▶ **Exercise task**:
Reproduce the data below without any changes, from the line containing "the black microphone." through the line containing "[[110, 12]]", including both of those lines and nothing else.

▶ **Given records**:

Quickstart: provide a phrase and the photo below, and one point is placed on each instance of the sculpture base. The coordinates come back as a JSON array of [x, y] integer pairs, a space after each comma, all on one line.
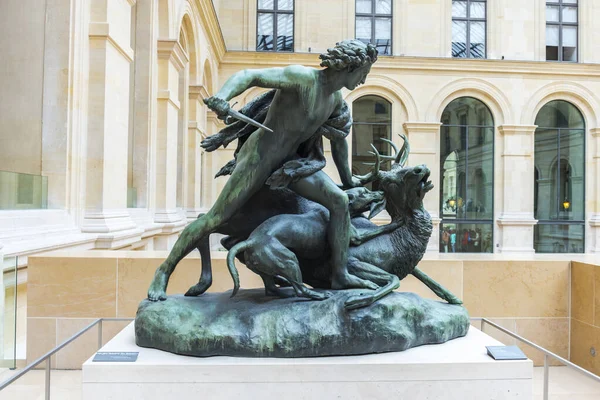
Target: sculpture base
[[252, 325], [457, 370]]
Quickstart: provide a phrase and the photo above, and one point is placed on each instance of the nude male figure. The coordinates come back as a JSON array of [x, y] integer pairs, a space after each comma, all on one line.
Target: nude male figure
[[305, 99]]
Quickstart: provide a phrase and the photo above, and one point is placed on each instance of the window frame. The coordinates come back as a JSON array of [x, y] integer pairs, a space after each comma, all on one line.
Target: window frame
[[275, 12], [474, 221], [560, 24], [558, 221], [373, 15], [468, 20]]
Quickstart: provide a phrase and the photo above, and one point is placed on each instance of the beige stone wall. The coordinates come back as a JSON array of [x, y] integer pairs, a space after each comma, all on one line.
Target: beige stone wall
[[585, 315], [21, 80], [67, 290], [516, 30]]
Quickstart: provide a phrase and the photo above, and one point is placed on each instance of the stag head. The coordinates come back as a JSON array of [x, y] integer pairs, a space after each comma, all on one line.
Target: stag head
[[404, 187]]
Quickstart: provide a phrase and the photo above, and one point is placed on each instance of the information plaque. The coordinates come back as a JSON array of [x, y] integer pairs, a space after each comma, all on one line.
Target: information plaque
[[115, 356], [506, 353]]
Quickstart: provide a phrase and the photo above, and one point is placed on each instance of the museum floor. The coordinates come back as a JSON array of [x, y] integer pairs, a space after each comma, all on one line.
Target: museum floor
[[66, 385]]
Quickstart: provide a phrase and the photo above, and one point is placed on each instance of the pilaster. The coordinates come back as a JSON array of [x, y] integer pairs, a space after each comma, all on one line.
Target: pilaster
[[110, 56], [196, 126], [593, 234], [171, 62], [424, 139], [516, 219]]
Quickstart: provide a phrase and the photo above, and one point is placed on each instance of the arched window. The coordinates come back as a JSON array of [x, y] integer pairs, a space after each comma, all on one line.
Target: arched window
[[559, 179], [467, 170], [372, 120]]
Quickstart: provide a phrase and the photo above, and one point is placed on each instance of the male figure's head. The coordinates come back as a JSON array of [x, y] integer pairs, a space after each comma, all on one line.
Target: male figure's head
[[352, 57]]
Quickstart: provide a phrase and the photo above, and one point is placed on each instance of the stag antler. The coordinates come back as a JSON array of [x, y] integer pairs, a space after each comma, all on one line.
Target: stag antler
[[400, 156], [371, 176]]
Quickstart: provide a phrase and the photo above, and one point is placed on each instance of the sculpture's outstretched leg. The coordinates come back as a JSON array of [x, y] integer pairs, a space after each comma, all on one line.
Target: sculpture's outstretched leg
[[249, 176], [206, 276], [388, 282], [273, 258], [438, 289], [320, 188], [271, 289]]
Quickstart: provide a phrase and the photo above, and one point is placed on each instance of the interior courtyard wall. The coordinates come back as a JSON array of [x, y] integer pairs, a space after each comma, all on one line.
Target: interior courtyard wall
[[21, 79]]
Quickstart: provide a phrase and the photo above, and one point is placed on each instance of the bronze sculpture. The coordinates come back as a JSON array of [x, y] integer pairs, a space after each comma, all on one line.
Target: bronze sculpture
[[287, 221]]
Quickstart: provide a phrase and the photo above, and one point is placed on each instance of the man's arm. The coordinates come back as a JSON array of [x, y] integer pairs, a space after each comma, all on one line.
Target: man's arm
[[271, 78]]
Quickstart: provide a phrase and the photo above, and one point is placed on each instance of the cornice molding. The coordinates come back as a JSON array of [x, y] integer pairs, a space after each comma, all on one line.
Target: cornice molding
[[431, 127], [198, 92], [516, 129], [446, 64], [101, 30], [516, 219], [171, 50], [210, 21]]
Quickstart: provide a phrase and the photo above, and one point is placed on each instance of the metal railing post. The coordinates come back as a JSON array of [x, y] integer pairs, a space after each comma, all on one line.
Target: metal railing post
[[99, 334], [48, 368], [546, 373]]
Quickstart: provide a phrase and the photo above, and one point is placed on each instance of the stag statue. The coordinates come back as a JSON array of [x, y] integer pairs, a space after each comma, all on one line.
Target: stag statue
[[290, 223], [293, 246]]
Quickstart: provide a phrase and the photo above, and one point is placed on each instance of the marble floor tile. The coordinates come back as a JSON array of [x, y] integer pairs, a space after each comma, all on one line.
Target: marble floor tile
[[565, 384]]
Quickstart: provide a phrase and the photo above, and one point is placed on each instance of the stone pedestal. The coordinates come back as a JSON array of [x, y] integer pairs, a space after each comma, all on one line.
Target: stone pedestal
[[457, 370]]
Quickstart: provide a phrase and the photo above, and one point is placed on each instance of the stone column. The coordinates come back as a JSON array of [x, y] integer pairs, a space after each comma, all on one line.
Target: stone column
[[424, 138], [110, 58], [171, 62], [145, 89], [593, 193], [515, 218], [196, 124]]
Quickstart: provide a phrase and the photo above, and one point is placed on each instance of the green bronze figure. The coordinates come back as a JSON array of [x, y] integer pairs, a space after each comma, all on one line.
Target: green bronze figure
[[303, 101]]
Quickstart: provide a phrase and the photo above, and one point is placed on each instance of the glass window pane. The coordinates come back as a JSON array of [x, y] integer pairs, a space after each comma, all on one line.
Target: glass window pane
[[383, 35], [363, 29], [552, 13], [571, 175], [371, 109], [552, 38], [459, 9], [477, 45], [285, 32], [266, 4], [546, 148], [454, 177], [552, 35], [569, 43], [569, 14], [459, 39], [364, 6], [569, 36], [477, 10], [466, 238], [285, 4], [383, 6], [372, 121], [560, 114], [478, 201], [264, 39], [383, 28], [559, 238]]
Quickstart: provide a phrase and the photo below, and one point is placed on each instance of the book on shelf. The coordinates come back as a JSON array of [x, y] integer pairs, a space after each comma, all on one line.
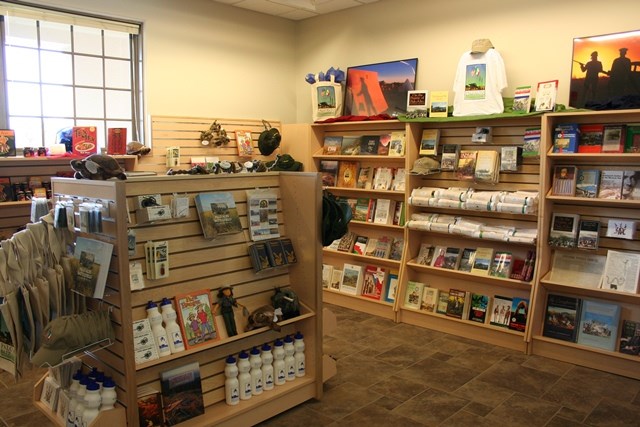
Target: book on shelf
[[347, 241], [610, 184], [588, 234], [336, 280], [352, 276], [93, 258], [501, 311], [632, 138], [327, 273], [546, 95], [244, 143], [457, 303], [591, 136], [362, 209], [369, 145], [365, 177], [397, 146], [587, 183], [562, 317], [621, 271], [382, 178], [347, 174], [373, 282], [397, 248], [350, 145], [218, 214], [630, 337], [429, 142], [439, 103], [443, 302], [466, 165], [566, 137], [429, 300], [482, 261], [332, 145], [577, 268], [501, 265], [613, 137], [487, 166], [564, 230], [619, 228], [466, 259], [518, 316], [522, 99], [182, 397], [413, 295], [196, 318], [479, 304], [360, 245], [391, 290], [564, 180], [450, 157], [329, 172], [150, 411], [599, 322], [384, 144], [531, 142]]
...
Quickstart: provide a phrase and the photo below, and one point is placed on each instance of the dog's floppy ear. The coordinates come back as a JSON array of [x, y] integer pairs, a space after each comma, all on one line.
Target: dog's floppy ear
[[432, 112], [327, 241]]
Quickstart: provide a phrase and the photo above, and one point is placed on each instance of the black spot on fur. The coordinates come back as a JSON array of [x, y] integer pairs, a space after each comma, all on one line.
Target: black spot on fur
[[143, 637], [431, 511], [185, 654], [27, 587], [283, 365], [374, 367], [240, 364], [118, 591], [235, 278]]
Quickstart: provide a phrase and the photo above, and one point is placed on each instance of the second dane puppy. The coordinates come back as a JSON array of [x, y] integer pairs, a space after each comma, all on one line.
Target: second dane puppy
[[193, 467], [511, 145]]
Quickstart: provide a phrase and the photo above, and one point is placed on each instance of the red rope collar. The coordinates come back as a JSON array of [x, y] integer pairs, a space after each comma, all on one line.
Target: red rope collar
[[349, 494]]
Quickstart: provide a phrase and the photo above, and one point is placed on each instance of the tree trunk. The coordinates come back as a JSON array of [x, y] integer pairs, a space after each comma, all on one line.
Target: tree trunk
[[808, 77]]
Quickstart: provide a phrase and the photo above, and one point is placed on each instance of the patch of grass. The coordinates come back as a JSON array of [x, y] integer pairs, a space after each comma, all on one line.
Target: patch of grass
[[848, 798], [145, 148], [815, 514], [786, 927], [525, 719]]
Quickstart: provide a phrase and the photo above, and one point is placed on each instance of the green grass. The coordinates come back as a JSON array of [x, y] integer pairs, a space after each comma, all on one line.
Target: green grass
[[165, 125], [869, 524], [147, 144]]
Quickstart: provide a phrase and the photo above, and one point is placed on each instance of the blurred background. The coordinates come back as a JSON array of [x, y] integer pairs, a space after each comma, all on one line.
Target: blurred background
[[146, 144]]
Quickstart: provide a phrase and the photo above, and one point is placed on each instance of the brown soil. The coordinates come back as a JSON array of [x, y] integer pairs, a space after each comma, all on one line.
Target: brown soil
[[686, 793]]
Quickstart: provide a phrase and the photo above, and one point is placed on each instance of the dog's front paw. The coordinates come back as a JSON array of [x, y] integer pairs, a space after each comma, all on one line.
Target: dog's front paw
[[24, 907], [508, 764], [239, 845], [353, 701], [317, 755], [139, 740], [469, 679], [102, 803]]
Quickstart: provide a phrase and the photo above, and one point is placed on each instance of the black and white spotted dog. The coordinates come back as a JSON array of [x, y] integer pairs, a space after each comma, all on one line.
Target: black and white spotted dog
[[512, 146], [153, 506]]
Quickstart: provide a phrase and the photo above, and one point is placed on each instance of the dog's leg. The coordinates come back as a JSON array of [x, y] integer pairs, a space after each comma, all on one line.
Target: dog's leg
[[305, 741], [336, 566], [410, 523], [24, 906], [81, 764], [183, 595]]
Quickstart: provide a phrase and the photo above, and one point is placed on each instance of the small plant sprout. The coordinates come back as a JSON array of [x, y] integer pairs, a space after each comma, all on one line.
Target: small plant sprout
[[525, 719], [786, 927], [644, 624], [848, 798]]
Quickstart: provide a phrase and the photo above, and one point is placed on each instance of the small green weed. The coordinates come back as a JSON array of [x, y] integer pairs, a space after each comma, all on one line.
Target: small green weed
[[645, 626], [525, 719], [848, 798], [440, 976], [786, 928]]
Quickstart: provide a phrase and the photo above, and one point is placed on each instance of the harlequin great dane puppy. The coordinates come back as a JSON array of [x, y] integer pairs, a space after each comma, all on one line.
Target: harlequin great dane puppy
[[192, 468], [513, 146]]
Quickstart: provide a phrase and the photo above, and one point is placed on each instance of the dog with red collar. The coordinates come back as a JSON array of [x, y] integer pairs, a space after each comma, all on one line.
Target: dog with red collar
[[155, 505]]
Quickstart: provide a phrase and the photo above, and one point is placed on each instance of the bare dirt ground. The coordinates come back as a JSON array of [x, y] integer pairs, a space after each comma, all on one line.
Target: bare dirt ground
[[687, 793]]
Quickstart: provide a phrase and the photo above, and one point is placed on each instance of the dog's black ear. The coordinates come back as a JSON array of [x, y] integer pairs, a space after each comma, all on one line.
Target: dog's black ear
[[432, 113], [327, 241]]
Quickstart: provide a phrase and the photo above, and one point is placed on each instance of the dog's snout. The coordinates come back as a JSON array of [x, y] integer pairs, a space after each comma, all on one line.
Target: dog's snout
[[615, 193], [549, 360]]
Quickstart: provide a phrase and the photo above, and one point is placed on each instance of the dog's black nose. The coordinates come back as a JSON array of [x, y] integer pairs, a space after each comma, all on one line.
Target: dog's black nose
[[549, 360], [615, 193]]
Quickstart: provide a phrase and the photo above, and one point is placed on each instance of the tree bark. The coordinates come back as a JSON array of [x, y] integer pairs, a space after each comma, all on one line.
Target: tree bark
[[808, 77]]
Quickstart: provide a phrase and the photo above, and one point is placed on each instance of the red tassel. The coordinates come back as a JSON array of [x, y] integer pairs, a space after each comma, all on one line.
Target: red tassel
* * *
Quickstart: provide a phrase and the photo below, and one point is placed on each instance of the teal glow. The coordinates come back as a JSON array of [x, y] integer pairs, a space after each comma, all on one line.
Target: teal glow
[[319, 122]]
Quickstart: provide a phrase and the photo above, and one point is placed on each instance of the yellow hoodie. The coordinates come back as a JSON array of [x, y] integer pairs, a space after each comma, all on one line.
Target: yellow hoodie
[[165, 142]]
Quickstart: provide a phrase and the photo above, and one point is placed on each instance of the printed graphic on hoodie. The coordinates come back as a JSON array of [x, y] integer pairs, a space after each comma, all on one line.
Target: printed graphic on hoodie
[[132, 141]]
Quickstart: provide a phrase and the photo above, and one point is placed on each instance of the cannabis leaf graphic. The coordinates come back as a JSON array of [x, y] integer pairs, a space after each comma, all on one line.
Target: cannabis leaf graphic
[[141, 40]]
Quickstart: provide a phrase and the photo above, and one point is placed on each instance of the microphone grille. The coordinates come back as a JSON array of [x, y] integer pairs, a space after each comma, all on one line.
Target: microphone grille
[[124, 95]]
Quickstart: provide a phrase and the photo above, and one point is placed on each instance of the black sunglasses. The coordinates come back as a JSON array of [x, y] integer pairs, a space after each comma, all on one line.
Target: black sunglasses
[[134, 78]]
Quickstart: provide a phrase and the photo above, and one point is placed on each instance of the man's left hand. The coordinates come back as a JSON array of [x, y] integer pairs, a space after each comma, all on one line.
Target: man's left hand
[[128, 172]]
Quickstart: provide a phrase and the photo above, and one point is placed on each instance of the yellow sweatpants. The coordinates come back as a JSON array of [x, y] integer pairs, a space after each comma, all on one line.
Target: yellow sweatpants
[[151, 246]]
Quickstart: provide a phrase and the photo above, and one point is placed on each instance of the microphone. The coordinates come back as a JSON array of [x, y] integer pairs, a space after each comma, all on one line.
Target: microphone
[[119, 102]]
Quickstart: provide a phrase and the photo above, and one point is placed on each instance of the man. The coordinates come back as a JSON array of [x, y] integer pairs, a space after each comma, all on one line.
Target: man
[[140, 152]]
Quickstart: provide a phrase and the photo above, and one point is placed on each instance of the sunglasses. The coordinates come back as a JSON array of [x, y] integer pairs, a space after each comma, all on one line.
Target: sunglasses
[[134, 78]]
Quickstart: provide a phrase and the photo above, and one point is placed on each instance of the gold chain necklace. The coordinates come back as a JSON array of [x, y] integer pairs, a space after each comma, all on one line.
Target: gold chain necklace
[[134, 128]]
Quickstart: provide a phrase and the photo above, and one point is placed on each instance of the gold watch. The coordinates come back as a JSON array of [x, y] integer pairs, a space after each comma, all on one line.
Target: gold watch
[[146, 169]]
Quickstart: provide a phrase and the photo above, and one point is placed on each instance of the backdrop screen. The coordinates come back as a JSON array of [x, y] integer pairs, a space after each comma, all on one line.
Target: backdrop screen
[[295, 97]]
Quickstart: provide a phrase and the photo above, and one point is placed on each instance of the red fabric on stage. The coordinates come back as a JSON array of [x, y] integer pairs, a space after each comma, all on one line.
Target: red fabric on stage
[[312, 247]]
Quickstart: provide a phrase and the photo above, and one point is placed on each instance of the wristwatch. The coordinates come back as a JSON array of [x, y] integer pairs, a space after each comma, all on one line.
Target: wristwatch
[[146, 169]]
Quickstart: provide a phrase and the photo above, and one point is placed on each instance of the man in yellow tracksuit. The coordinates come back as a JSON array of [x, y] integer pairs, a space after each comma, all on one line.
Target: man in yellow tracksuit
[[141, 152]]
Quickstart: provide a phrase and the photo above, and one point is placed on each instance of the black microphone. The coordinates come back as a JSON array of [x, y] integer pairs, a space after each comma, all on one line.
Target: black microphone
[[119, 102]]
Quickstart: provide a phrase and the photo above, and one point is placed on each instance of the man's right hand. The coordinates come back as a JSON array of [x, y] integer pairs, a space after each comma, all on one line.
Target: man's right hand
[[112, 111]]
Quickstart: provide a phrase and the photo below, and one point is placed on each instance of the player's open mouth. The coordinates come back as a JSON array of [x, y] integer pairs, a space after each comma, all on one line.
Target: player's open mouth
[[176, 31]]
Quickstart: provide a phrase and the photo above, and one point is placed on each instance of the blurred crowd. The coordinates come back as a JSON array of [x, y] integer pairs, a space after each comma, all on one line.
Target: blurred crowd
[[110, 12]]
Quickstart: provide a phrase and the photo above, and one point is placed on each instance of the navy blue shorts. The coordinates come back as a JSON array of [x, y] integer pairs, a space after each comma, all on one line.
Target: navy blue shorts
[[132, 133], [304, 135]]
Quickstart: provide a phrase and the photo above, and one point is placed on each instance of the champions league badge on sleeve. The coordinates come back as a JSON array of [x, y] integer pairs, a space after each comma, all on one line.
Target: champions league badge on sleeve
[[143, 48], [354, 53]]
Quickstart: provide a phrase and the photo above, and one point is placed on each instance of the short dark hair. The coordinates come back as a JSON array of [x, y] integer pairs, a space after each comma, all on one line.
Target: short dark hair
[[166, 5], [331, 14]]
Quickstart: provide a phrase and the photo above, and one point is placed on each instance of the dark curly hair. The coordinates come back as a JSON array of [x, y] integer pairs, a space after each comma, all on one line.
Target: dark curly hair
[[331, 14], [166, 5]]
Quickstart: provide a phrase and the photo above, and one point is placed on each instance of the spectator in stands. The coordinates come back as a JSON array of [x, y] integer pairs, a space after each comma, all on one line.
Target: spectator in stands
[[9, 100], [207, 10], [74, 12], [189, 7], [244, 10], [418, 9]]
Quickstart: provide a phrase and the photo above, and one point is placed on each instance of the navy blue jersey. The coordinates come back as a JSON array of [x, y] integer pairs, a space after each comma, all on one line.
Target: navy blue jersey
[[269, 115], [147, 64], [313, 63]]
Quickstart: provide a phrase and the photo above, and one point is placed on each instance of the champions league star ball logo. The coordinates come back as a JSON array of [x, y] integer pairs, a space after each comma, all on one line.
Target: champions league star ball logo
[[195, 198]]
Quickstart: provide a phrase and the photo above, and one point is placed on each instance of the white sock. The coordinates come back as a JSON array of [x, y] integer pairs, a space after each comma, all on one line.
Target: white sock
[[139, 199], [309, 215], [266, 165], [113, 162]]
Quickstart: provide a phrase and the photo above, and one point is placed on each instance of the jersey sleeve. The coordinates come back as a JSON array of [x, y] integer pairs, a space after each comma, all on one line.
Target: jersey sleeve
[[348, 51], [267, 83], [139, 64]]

▶ **Solution to the problem**:
Quickstart: provide a phrase and the photo above, and one point is placed on each instance of the black microphone. The coordinates come back as a JSON array of [x, y] integer pairs, a space after each comma, all on one line.
Target: black microphone
[[119, 102]]
Quickstart: provide a phrase and the photo above, and one point is placed on each instance of the man's right hand. The coordinates come back as a JSON array of [x, y] integer pairs, a space after each comma, all on one line.
Target: man's right hand
[[112, 111]]
Quickstart: provide a phrase and the photo below, and one point is placed on each instance of the player's open mouth. The coordinates come back as a JSON array of [x, y] integer pairs, a space after each comma, all on one line.
Target: player's open mouth
[[176, 31]]
Quickstart: provide a phrase and the photo above, and one point is placed on each instance of the blurred crowd. The coordinates come back as a JSON array of [x, y] integer pairs, a space after each comma, all on one line.
Target: blurred crowd
[[110, 12]]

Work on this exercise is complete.